**Records for this exercise:**

══════════════════════════════

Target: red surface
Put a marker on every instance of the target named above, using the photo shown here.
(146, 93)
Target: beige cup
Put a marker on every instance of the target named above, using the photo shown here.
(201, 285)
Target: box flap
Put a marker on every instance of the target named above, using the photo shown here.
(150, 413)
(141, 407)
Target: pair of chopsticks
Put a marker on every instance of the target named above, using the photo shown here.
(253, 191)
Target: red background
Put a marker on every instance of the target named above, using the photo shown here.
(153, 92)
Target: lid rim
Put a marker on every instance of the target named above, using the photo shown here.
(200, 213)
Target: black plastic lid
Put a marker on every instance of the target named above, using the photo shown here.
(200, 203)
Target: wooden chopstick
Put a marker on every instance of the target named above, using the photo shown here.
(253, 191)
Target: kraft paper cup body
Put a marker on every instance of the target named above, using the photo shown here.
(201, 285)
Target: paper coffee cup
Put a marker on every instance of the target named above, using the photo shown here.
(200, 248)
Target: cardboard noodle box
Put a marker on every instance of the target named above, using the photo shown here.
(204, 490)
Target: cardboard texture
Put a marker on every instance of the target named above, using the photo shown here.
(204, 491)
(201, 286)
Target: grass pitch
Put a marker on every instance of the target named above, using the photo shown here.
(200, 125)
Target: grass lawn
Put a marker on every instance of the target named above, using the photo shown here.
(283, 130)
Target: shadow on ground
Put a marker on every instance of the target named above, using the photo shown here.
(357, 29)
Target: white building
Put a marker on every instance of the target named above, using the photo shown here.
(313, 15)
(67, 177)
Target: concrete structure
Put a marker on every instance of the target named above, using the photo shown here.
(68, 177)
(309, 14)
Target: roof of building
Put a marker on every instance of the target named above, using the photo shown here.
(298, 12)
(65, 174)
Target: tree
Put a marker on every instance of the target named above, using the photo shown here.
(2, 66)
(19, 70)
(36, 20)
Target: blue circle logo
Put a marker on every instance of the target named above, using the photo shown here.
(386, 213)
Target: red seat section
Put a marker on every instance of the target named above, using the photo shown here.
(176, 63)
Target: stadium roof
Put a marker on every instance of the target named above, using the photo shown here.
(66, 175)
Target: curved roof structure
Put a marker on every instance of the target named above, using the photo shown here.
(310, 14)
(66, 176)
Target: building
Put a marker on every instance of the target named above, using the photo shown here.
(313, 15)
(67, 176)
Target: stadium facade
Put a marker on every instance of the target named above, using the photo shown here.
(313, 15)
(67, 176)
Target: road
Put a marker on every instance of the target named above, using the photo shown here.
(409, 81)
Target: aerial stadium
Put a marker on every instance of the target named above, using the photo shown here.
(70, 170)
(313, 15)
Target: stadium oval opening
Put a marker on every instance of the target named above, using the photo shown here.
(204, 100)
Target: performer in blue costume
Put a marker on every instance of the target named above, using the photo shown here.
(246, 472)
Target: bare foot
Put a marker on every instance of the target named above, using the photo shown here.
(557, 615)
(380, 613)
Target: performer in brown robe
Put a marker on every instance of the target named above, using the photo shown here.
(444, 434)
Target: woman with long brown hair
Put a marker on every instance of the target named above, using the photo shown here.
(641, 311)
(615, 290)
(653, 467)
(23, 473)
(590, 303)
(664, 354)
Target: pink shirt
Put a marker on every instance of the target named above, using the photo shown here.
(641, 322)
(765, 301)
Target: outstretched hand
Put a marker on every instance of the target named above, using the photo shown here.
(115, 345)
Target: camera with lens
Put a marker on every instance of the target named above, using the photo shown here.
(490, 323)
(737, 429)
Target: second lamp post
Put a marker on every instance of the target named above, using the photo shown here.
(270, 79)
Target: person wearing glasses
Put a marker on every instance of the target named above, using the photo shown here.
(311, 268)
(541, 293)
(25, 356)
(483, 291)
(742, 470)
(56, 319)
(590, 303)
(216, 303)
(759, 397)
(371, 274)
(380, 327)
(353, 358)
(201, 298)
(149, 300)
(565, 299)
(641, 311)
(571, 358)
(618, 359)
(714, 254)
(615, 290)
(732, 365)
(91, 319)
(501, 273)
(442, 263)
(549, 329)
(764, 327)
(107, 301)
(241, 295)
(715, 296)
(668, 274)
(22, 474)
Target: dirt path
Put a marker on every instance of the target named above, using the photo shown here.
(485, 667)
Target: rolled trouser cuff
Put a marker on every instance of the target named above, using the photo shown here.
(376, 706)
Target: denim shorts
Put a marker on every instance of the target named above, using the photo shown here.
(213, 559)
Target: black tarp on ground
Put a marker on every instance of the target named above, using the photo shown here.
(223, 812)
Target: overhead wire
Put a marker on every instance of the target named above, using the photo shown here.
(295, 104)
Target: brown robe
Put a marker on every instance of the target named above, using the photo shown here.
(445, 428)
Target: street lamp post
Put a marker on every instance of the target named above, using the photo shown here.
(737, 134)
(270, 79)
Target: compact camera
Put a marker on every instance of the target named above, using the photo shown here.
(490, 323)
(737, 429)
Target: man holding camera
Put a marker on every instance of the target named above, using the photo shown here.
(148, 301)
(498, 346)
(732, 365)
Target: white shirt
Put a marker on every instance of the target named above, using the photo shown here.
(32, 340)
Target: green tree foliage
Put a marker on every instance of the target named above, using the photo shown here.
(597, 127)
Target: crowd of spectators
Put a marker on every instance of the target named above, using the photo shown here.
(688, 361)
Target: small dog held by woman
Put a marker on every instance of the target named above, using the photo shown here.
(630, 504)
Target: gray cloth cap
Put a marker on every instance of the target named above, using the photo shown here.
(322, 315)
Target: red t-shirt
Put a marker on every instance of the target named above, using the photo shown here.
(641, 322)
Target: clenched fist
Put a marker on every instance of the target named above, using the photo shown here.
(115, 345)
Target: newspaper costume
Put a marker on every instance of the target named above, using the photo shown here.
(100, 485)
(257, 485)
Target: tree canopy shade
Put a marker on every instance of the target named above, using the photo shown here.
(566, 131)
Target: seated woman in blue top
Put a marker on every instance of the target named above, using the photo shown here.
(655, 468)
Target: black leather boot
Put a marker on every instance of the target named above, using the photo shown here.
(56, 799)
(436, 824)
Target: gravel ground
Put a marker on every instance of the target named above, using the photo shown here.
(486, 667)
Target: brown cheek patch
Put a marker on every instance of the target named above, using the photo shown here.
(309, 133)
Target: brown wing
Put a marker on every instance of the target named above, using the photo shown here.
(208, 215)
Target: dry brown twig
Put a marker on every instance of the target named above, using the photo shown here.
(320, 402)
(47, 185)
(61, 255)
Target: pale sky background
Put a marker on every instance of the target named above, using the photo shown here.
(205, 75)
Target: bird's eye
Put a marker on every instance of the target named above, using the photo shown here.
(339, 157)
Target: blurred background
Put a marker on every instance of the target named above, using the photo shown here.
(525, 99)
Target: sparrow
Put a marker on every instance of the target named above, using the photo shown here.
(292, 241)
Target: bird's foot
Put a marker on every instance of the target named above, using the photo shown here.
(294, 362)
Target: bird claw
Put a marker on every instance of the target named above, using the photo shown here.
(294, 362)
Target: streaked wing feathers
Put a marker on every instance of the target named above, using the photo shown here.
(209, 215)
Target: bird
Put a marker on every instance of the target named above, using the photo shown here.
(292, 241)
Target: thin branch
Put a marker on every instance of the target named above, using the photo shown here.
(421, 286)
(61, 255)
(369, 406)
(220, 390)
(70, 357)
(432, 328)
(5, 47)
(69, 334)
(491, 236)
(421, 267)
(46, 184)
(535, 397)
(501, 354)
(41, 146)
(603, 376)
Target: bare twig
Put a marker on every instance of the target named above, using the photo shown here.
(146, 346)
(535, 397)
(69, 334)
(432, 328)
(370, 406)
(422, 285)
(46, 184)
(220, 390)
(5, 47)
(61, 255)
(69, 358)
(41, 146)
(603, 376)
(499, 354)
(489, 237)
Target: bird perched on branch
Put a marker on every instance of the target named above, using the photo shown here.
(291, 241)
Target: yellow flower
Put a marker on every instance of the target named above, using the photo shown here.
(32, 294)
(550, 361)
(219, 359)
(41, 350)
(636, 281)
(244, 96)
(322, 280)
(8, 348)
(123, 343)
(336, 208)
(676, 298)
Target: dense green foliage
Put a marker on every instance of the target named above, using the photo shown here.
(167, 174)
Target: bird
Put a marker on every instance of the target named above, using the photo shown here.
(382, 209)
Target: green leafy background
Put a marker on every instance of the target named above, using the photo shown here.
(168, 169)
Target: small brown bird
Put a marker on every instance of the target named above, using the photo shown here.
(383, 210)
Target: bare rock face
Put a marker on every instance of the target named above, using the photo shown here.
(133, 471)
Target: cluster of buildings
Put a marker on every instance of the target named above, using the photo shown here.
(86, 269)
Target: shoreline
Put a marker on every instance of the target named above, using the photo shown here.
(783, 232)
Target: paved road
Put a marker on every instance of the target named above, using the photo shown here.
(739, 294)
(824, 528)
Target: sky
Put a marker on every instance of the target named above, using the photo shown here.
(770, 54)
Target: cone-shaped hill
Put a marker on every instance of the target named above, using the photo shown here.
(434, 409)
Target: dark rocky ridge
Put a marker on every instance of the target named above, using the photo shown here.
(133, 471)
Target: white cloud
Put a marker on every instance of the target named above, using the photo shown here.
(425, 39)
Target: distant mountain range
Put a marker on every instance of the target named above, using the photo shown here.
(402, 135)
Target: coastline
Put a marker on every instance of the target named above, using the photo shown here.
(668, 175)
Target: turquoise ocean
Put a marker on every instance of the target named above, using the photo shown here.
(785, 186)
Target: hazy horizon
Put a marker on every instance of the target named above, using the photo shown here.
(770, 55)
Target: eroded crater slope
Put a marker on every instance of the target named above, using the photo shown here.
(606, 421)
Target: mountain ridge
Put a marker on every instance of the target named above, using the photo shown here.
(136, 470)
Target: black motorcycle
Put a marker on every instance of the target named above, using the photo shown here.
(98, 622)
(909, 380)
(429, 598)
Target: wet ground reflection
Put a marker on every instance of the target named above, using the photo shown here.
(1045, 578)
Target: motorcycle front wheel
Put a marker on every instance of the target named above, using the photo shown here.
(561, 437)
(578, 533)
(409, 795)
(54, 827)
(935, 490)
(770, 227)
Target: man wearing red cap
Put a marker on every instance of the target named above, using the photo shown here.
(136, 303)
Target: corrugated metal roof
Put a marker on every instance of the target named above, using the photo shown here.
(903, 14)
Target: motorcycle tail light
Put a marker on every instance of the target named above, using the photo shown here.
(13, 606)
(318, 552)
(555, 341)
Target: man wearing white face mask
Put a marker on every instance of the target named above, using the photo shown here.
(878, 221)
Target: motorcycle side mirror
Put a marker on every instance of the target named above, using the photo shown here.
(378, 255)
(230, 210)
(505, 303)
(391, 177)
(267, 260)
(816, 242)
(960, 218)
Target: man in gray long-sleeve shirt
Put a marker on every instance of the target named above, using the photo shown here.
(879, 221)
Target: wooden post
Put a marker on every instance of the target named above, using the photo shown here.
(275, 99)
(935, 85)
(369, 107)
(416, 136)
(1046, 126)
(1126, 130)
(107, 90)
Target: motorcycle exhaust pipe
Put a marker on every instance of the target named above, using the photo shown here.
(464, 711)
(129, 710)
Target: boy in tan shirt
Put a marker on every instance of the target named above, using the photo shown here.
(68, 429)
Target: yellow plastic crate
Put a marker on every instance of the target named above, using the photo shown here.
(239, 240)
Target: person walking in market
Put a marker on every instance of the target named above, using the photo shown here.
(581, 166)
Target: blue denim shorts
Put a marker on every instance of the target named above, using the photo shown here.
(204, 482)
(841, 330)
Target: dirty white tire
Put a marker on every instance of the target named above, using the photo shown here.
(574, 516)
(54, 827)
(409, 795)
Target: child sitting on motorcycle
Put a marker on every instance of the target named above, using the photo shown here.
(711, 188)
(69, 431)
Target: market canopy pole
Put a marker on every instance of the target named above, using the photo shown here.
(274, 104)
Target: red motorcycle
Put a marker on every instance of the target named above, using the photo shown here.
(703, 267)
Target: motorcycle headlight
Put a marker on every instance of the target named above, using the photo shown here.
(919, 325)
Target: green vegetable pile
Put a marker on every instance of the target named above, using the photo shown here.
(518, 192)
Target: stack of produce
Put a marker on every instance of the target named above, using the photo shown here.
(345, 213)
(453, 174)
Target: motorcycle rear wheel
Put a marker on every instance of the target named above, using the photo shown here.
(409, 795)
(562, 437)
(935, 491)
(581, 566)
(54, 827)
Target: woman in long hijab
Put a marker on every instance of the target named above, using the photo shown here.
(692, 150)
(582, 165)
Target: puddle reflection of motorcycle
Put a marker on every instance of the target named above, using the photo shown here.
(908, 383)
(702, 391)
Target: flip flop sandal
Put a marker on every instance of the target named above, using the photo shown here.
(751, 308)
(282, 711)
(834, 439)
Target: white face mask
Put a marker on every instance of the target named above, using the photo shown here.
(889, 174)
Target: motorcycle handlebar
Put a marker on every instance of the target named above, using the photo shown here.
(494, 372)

══════════════════════════════

**Exercise brief:**
Take the line in which "Target: blue denim shorts" occurs and each subsequent line through the end; give these lines again without alteration.

**Completed exercise:**
Target: blue denim shorts
Put a marker on every instance of the target named above, using the photo shown here.
(204, 482)
(841, 330)
Target: dirty white tire
Put a marker on every instance of the target named above, using the photo shown here.
(574, 516)
(54, 827)
(409, 795)
Target: child sitting on motorcycle
Put a marker on every instance of the target named above, using the photo shown here.
(711, 188)
(69, 431)
Target: market canopy pole
Put a marker on every instance of the target named above, using the photo shown here.
(274, 104)
Target: red motorcycle
Put a marker on every instance of the target named above, using the photo shown here.
(703, 267)
Target: motorcycle headlight
Put a marker on every instance of the target named above, using the photo shown here.
(919, 325)
Target: green vegetable pile
Put a marker on every instance of the target named above, using the photo shown here.
(518, 192)
Target: stack of produce
Put a marker on every instance of the target named above, using the photo shown here.
(345, 213)
(453, 174)
Target: motorcycle rear wheel
Put a marker on every instance of the target named above, using the photo shown here.
(409, 795)
(562, 437)
(935, 491)
(581, 566)
(54, 827)
Target: woman in long hijab
Put a marker on every instance of the target named above, using the photo shown here.
(692, 150)
(582, 165)
Target: puddle reflection of motorcycle
Put a marker on every instance of the target named above, using the photo shown here.
(908, 383)
(702, 391)
Target: flip flop sandal
Put a marker on every instance of the target named above, using the photo shown here.
(751, 308)
(282, 711)
(834, 439)
Target: white face mask
Put a marker on every instance of the target named above, using the photo shown here.
(889, 174)
Target: motorcycle handlebar
Put a marker on every instance of the target named above, using the photo shown here.
(494, 372)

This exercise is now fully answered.